**Objective:**
Render every line of the records below as a numbered list, leaving out any blank lines.

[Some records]
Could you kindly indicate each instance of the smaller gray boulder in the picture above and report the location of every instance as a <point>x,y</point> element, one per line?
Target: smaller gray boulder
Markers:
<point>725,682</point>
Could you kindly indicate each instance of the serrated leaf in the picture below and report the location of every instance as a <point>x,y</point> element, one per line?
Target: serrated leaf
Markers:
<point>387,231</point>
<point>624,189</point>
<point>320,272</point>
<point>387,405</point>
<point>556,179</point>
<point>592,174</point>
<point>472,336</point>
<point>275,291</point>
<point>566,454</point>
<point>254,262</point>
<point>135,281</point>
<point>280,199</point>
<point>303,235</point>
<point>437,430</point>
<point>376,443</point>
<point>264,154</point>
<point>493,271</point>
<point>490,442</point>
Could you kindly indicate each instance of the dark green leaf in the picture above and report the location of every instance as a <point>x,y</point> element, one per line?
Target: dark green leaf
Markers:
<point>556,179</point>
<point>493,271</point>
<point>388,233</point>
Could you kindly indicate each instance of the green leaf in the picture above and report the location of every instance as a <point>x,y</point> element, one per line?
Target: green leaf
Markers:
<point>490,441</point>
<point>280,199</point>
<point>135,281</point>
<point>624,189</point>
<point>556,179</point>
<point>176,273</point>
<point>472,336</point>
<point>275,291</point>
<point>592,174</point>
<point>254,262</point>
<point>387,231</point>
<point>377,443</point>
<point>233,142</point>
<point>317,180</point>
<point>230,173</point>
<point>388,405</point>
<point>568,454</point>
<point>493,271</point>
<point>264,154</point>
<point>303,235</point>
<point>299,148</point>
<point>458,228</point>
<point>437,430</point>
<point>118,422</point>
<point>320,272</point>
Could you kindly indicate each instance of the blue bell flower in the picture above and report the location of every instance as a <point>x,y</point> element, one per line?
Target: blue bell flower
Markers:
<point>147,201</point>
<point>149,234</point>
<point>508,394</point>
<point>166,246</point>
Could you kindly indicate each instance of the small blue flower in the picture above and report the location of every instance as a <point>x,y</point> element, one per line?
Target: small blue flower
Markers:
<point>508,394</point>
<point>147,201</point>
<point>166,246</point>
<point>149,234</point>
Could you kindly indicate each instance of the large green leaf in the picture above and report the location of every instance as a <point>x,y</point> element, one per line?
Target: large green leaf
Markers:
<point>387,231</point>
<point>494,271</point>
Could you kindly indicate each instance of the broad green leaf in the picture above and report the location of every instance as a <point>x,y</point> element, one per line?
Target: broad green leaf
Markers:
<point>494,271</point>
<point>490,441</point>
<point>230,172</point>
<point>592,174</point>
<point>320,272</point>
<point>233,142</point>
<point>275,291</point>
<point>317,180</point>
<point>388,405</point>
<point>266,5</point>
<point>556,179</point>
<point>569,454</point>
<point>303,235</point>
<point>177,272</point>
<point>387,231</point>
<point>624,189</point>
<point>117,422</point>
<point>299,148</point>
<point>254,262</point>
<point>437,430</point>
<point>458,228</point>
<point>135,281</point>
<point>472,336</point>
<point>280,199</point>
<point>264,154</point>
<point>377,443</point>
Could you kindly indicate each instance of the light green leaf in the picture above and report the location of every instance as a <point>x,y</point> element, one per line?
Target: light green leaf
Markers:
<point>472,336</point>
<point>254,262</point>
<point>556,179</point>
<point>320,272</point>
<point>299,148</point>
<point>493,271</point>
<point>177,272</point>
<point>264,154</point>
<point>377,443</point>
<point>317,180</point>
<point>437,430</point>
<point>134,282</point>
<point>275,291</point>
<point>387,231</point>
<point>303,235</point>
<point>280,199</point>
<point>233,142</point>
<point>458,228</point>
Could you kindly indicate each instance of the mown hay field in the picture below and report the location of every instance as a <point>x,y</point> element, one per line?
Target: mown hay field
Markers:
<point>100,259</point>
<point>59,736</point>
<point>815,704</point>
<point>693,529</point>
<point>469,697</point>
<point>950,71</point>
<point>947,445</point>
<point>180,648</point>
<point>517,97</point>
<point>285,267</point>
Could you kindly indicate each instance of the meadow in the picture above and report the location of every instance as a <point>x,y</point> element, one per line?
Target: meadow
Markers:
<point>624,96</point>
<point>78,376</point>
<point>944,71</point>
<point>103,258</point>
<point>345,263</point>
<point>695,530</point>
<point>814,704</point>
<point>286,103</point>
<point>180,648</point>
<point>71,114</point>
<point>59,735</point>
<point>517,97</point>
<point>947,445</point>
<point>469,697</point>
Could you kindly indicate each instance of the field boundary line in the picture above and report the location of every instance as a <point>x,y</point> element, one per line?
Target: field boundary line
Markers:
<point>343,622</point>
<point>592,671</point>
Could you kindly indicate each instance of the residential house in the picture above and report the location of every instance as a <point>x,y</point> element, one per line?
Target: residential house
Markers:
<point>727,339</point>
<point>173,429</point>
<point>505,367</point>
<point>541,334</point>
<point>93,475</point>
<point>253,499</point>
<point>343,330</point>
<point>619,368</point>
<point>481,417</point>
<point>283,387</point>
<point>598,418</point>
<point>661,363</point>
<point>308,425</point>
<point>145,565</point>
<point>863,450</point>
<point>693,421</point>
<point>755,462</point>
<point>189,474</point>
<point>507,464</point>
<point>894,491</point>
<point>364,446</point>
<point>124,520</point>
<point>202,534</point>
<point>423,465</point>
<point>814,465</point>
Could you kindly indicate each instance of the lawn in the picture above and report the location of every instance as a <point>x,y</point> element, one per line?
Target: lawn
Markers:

**Final result:**
1. Could you kindly indicate each instance of the smaller gray boulder in the picture above and report the location of every instance as a <point>x,y</point> element, one per line?
2. Target: smaller gray boulder
3. Markers:
4. <point>725,682</point>
5. Could you kindly indicate each instance of the serrated leaf in the picture below and report the location of every instance as a <point>x,y</point> element, one per line?
6. Target: serrated leaf
7. Markers:
8. <point>387,231</point>
9. <point>624,189</point>
10. <point>320,272</point>
11. <point>387,405</point>
12. <point>556,179</point>
13. <point>592,174</point>
14. <point>472,336</point>
15. <point>275,291</point>
16. <point>566,454</point>
17. <point>254,262</point>
18. <point>135,281</point>
19. <point>280,199</point>
20. <point>303,235</point>
21. <point>437,430</point>
22. <point>376,443</point>
23. <point>264,154</point>
24. <point>493,271</point>
25. <point>490,442</point>
26. Could you kindly indicate each instance of the dark green leaf in the picture above and report the location of every instance as a <point>x,y</point> element, one per line?
27. Target: dark green leaf
28. Markers:
29. <point>556,179</point>
30. <point>493,271</point>
31. <point>388,233</point>
32. Could you kindly indicate each instance of the green leaf in the picture above and report the location of every instance as a <point>x,y</point> element, one per line?
33. Target: green leaf
34. Markers:
35. <point>490,441</point>
36. <point>280,199</point>
37. <point>135,281</point>
38. <point>624,189</point>
39. <point>556,179</point>
40. <point>176,273</point>
41. <point>472,336</point>
42. <point>275,291</point>
43. <point>592,174</point>
44. <point>254,262</point>
45. <point>387,231</point>
46. <point>377,443</point>
47. <point>233,142</point>
48. <point>317,180</point>
49. <point>230,173</point>
50. <point>388,405</point>
51. <point>568,454</point>
52. <point>493,271</point>
53. <point>264,154</point>
54. <point>303,235</point>
55. <point>299,148</point>
56. <point>458,228</point>
57. <point>437,430</point>
58. <point>118,422</point>
59. <point>320,272</point>
60. Could you kindly indicate each instance of the blue bell flower in the picture above and report the location of every instance as a <point>x,y</point> element, one per line?
61. Target: blue bell flower
62. Markers:
63. <point>147,201</point>
64. <point>149,234</point>
65. <point>508,394</point>
66. <point>166,246</point>
67. Could you kindly indicate each instance of the small blue flower in the picture above and report the location of every instance as a <point>x,y</point> element, one per line?
68. Target: small blue flower
69. Markers:
70. <point>508,394</point>
71. <point>147,201</point>
72. <point>166,246</point>
73. <point>149,234</point>
74. Could you kindly indicate each instance of the large green leaf in the picture above and report the location of every instance as a <point>x,y</point> element, one per line?
75. Target: large green leaf
76. Markers:
77. <point>387,231</point>
78. <point>494,271</point>
79. Could you kindly indicate each instance of the broad green leaf in the picture above and report the location of every instance as a <point>x,y</point> element, one per line?
80. Target: broad green leaf
81. Markers:
82. <point>494,271</point>
83. <point>490,441</point>
84. <point>230,172</point>
85. <point>592,174</point>
86. <point>320,272</point>
87. <point>233,142</point>
88. <point>275,291</point>
89. <point>317,180</point>
90. <point>388,405</point>
91. <point>266,5</point>
92. <point>556,179</point>
93. <point>569,454</point>
94. <point>303,235</point>
95. <point>177,272</point>
96. <point>387,231</point>
97. <point>624,189</point>
98. <point>117,422</point>
99. <point>299,148</point>
100. <point>254,262</point>
101. <point>437,430</point>
102. <point>458,228</point>
103. <point>135,281</point>
104. <point>472,336</point>
105. <point>280,199</point>
106. <point>264,154</point>
107. <point>377,443</point>
108. Could you kindly indicate each instance of the light green leaf in the picture above and report the location of every instance as a <point>x,y</point> element, one per line?
109. Target: light green leaf
110. Markers:
111. <point>472,336</point>
112. <point>254,262</point>
113. <point>556,179</point>
114. <point>320,272</point>
115. <point>299,148</point>
116. <point>493,271</point>
117. <point>177,272</point>
118. <point>264,154</point>
119. <point>377,443</point>
120. <point>317,180</point>
121. <point>437,430</point>
122. <point>134,282</point>
123. <point>275,291</point>
124. <point>387,231</point>
125. <point>303,235</point>
126. <point>280,199</point>
127. <point>233,142</point>
128. <point>458,228</point>
129. Could you kindly indicate each instance of the mown hay field in the picture below and report the location of every instance as a <point>x,y</point> element, one per line?
130. Target: mown hay field
131. Markers:
132. <point>100,259</point>
133. <point>59,736</point>
134. <point>815,704</point>
135. <point>693,529</point>
136. <point>469,697</point>
137. <point>950,71</point>
138. <point>947,445</point>
139. <point>180,648</point>
140. <point>517,97</point>
141. <point>285,267</point>
142. Could you kindly indicate each instance of the meadow in the picture above and report the location of every instance as a <point>x,y</point> element, one per line?
143. Target: meadow
144. Markers:
145. <point>624,96</point>
146. <point>78,376</point>
147. <point>944,71</point>
148. <point>103,258</point>
149. <point>345,263</point>
150. <point>695,530</point>
151. <point>814,704</point>
152. <point>286,103</point>
153. <point>180,648</point>
154. <point>71,114</point>
155. <point>59,735</point>
156. <point>517,97</point>
157. <point>947,445</point>
158. <point>469,697</point>
159. Could you kindly indicate each instance of the field boundary line in the picture above and report the location of every instance as a <point>x,y</point> element, one per line?
160. Target: field boundary line
161. Markers:
162. <point>343,622</point>
163. <point>592,671</point>
164. Could you kindly indicate each instance of the residential house in the picture above and report the location of every instance as a <point>x,y</point> element, one per line?
165. Target: residential house
166. Markers:
167. <point>727,339</point>
168. <point>173,429</point>
169. <point>505,367</point>
170. <point>541,334</point>
171. <point>93,475</point>
172. <point>253,499</point>
173. <point>343,330</point>
174. <point>619,368</point>
175. <point>481,417</point>
176. <point>283,387</point>
177. <point>598,418</point>
178. <point>661,363</point>
179. <point>308,425</point>
180. <point>145,565</point>
181. <point>863,450</point>
182. <point>693,421</point>
183. <point>755,462</point>
184. <point>189,474</point>
185. <point>507,464</point>
186. <point>894,491</point>
187. <point>364,446</point>
188. <point>124,520</point>
189. <point>202,534</point>
190. <point>423,465</point>
191. <point>814,465</point>
192. Could you kindly indicate each instance of the lawn in the picture above and report the location of every instance as a <point>x,y</point> element, one per line?
193. Target: lawn
194. Markers:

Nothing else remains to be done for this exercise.